Records to use ▸
--- begin ---

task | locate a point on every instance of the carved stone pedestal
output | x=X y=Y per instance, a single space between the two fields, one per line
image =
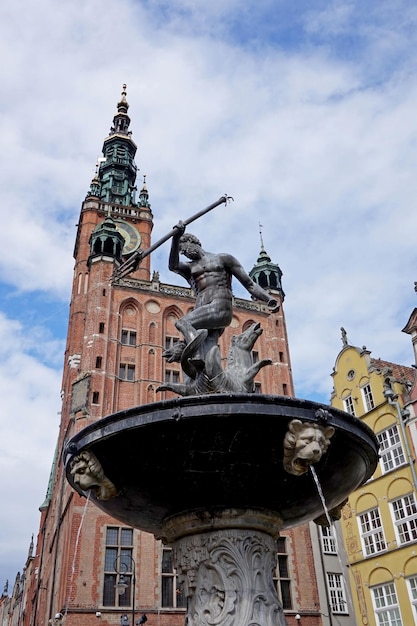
x=227 y=573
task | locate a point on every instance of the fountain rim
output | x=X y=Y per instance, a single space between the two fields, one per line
x=184 y=408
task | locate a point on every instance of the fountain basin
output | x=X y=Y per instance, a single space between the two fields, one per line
x=208 y=455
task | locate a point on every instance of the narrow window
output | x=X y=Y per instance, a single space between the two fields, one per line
x=171 y=594
x=412 y=592
x=368 y=399
x=282 y=576
x=118 y=566
x=387 y=610
x=349 y=405
x=372 y=534
x=404 y=512
x=337 y=595
x=128 y=337
x=127 y=372
x=390 y=449
x=328 y=540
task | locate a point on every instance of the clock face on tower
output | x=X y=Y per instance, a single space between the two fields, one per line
x=131 y=236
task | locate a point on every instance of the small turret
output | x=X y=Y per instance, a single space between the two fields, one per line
x=106 y=240
x=266 y=273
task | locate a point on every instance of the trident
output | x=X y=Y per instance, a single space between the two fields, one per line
x=132 y=264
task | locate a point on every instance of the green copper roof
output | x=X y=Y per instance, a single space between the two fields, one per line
x=266 y=273
x=114 y=181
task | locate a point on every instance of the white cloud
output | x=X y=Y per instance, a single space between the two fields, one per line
x=314 y=139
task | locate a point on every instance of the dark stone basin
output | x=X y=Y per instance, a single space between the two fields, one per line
x=216 y=452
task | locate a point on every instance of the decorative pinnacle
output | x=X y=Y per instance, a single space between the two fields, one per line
x=123 y=106
x=260 y=235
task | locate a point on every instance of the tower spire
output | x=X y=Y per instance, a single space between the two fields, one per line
x=266 y=273
x=114 y=181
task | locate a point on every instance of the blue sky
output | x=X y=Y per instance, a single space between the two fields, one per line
x=304 y=112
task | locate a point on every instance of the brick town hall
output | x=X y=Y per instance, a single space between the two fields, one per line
x=117 y=332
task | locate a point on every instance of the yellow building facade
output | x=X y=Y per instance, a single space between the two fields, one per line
x=379 y=523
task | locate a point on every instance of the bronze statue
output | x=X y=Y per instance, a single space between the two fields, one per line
x=210 y=276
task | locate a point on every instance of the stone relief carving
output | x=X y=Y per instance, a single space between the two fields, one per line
x=333 y=515
x=88 y=474
x=304 y=444
x=227 y=577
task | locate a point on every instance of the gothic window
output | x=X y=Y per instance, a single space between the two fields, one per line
x=390 y=449
x=372 y=533
x=172 y=376
x=128 y=337
x=282 y=574
x=127 y=372
x=368 y=399
x=118 y=561
x=171 y=594
x=328 y=539
x=387 y=610
x=404 y=512
x=349 y=405
x=170 y=342
x=337 y=595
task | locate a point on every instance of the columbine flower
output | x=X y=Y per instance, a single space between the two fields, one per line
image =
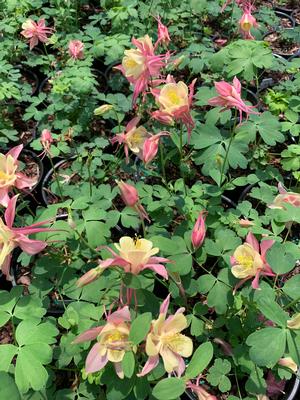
x=247 y=22
x=46 y=141
x=130 y=197
x=294 y=323
x=10 y=237
x=150 y=148
x=285 y=197
x=199 y=231
x=133 y=138
x=165 y=340
x=10 y=177
x=141 y=64
x=36 y=31
x=248 y=261
x=112 y=342
x=76 y=49
x=175 y=100
x=289 y=363
x=230 y=97
x=163 y=33
x=135 y=255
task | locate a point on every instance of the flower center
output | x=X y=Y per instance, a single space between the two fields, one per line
x=246 y=261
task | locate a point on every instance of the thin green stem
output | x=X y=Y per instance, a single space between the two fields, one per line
x=56 y=177
x=228 y=147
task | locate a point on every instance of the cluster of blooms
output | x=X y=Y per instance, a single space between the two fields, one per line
x=247 y=21
x=10 y=237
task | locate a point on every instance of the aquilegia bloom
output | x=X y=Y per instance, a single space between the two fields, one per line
x=165 y=340
x=175 y=100
x=10 y=237
x=133 y=138
x=141 y=64
x=229 y=96
x=35 y=32
x=112 y=342
x=249 y=261
x=247 y=22
x=9 y=175
x=135 y=255
x=76 y=49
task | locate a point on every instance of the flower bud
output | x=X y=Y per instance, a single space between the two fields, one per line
x=103 y=109
x=128 y=193
x=76 y=49
x=89 y=277
x=294 y=323
x=199 y=231
x=289 y=363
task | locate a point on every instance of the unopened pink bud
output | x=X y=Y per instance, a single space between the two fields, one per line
x=76 y=49
x=199 y=231
x=89 y=277
x=128 y=193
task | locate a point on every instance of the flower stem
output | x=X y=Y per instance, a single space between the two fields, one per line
x=228 y=148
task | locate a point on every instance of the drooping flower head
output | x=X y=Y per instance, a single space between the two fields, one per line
x=76 y=49
x=141 y=64
x=46 y=141
x=230 y=97
x=150 y=148
x=134 y=256
x=133 y=138
x=10 y=237
x=165 y=340
x=285 y=197
x=35 y=32
x=9 y=175
x=175 y=100
x=112 y=342
x=249 y=261
x=247 y=22
x=163 y=33
x=131 y=198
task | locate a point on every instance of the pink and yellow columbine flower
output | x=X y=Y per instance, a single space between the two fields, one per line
x=163 y=33
x=112 y=342
x=285 y=197
x=35 y=32
x=229 y=96
x=175 y=100
x=134 y=256
x=165 y=340
x=133 y=138
x=76 y=49
x=141 y=64
x=247 y=22
x=9 y=175
x=249 y=261
x=10 y=237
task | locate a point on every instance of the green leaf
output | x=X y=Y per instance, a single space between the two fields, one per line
x=140 y=327
x=280 y=260
x=8 y=388
x=272 y=311
x=200 y=360
x=267 y=346
x=7 y=352
x=291 y=287
x=128 y=364
x=168 y=389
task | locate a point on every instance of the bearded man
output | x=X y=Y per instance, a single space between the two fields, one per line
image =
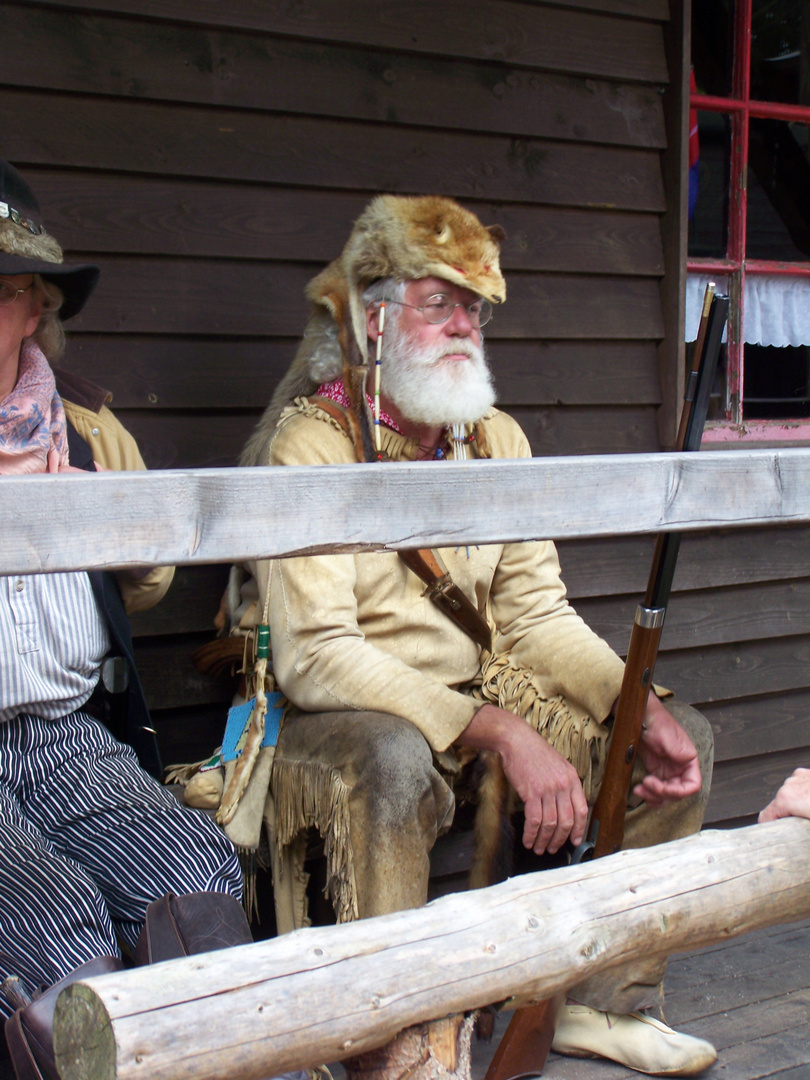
x=390 y=697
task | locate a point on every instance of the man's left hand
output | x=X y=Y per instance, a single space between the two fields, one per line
x=670 y=757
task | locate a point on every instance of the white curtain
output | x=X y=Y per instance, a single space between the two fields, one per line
x=777 y=308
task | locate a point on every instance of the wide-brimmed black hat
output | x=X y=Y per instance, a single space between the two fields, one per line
x=27 y=247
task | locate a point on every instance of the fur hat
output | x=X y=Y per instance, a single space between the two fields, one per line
x=26 y=247
x=404 y=238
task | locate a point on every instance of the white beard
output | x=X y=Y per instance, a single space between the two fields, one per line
x=430 y=390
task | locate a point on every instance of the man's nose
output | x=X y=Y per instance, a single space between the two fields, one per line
x=459 y=324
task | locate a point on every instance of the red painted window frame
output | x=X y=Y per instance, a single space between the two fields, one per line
x=740 y=108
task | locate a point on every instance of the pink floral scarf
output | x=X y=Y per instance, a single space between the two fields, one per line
x=32 y=427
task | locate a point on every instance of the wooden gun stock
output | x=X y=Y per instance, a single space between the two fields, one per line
x=518 y=1053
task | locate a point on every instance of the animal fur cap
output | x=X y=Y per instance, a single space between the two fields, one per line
x=407 y=239
x=26 y=247
x=404 y=238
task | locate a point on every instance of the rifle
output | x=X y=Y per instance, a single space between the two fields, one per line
x=525 y=1044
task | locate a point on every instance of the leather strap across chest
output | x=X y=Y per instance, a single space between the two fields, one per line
x=429 y=567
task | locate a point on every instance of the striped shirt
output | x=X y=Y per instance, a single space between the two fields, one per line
x=52 y=643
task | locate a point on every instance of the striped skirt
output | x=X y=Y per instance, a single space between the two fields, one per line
x=88 y=840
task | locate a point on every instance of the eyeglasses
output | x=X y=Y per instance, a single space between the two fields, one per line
x=9 y=293
x=437 y=309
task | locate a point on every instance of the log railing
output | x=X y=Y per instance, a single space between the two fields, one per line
x=321 y=995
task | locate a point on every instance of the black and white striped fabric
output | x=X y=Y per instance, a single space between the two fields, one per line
x=52 y=643
x=86 y=841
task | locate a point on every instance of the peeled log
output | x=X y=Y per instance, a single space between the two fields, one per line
x=320 y=995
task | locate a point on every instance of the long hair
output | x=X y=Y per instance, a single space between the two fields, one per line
x=50 y=334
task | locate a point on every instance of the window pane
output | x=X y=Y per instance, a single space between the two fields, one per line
x=779 y=183
x=713 y=40
x=709 y=204
x=779 y=51
x=775 y=383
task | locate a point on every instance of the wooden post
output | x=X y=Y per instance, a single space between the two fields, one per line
x=321 y=995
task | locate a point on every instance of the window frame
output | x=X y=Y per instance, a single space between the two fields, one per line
x=740 y=108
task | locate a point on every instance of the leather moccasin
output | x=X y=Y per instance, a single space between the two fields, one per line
x=637 y=1041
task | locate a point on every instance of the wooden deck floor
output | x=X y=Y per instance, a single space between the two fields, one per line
x=750 y=997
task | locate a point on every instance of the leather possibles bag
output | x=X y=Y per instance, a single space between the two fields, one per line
x=196 y=922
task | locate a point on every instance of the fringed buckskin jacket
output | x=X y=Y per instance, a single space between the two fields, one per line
x=354 y=631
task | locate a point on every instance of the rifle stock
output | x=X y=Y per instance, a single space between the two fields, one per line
x=517 y=1053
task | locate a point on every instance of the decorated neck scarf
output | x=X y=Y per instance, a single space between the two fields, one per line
x=32 y=427
x=336 y=391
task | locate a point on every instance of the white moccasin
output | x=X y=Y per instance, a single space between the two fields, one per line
x=640 y=1042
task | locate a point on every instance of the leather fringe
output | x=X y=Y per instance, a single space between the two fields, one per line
x=310 y=795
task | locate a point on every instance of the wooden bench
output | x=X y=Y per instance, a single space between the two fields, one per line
x=146 y=1018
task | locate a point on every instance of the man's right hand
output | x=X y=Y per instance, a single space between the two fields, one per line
x=554 y=804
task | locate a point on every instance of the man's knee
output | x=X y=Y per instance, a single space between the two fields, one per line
x=700 y=731
x=399 y=781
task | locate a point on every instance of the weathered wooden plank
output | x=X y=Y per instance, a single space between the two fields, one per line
x=165 y=216
x=161 y=139
x=642 y=9
x=511 y=32
x=152 y=373
x=214 y=1014
x=135 y=58
x=198 y=515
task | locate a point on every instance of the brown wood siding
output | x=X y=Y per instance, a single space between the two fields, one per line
x=211 y=158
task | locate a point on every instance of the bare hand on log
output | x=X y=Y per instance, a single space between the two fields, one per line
x=554 y=804
x=792 y=799
x=670 y=757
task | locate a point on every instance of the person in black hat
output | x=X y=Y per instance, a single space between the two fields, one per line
x=89 y=841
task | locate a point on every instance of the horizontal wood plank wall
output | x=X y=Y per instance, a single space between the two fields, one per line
x=211 y=158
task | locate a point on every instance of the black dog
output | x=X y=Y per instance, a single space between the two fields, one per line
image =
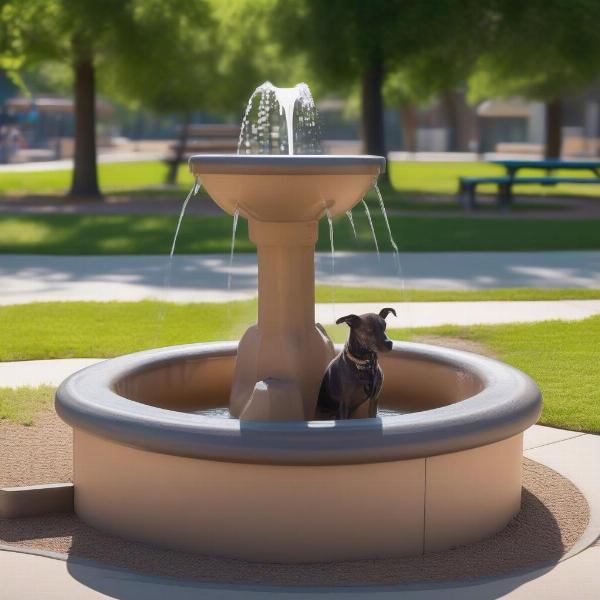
x=354 y=376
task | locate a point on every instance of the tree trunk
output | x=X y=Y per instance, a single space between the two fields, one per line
x=372 y=110
x=553 y=129
x=179 y=151
x=452 y=119
x=85 y=178
x=409 y=120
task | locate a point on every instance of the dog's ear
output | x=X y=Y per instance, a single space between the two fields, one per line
x=384 y=312
x=351 y=320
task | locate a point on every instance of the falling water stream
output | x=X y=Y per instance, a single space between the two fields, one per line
x=387 y=224
x=293 y=111
x=331 y=244
x=236 y=214
x=368 y=214
x=351 y=219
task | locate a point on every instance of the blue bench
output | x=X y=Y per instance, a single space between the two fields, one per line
x=467 y=186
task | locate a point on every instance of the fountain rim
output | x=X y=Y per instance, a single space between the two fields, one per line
x=284 y=164
x=509 y=402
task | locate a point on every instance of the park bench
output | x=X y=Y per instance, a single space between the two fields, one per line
x=204 y=138
x=467 y=191
x=467 y=186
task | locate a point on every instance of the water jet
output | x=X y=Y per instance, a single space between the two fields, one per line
x=271 y=484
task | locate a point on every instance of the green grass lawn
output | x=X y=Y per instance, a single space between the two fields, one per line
x=325 y=293
x=138 y=177
x=561 y=356
x=21 y=404
x=407 y=177
x=152 y=234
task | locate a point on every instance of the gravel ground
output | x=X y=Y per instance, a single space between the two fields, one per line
x=36 y=454
x=553 y=516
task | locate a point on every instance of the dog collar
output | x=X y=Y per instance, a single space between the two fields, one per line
x=360 y=363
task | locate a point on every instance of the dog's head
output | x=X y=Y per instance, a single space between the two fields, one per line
x=369 y=329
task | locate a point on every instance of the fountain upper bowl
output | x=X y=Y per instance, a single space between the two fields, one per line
x=286 y=188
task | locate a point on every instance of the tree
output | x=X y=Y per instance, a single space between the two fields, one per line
x=540 y=50
x=346 y=41
x=135 y=44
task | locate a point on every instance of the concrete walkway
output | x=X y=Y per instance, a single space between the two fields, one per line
x=33 y=576
x=67 y=163
x=203 y=278
x=431 y=314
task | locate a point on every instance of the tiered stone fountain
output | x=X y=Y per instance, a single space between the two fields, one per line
x=271 y=484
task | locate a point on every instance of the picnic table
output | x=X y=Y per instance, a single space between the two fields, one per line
x=468 y=185
x=512 y=166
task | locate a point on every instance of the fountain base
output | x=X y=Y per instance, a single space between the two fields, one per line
x=447 y=473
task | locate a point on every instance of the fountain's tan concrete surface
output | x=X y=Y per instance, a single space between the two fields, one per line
x=281 y=359
x=285 y=345
x=300 y=514
x=274 y=485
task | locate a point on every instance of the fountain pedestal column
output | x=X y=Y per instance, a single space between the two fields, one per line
x=281 y=360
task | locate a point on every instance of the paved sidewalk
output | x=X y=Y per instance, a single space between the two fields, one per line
x=203 y=278
x=67 y=163
x=431 y=314
x=31 y=577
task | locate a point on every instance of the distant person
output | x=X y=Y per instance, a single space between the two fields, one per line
x=16 y=141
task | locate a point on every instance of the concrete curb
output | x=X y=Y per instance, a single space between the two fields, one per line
x=36 y=500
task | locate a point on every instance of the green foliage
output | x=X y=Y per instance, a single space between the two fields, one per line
x=539 y=49
x=21 y=404
x=562 y=357
x=103 y=329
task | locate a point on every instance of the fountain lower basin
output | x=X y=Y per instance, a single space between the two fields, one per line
x=147 y=468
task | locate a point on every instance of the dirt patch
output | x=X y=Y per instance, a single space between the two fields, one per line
x=553 y=516
x=454 y=342
x=36 y=454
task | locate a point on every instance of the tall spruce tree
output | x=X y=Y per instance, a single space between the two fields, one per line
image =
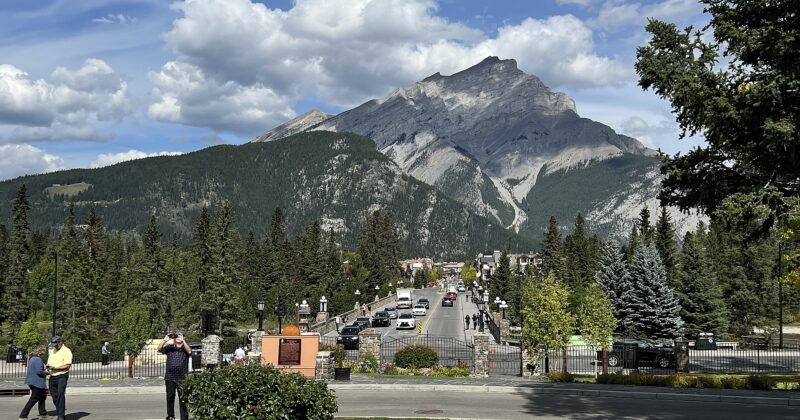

--- end ---

Exercise aim ▸ Can you rescale the records starting with the line containing "task | locate a point on every instance of the fountain's" and going on through the line containing "x=281 y=360"? Give only those lines again, requests included, with every x and y coordinate in the answers multiplied by 0.45 and rounded to a whole number, halves rounding up.

Solution for this task ▸
task | locate a point on every instance of the fountain's tan concrete surface
output | x=X y=Y per instance, a single space between the two fields, one per line
x=126 y=162
x=128 y=155
x=135 y=231
x=123 y=218
task | locate a point on every instance of the fountain pedestal column
output | x=X y=Y per instance, a single space between the two fields, one per line
x=126 y=162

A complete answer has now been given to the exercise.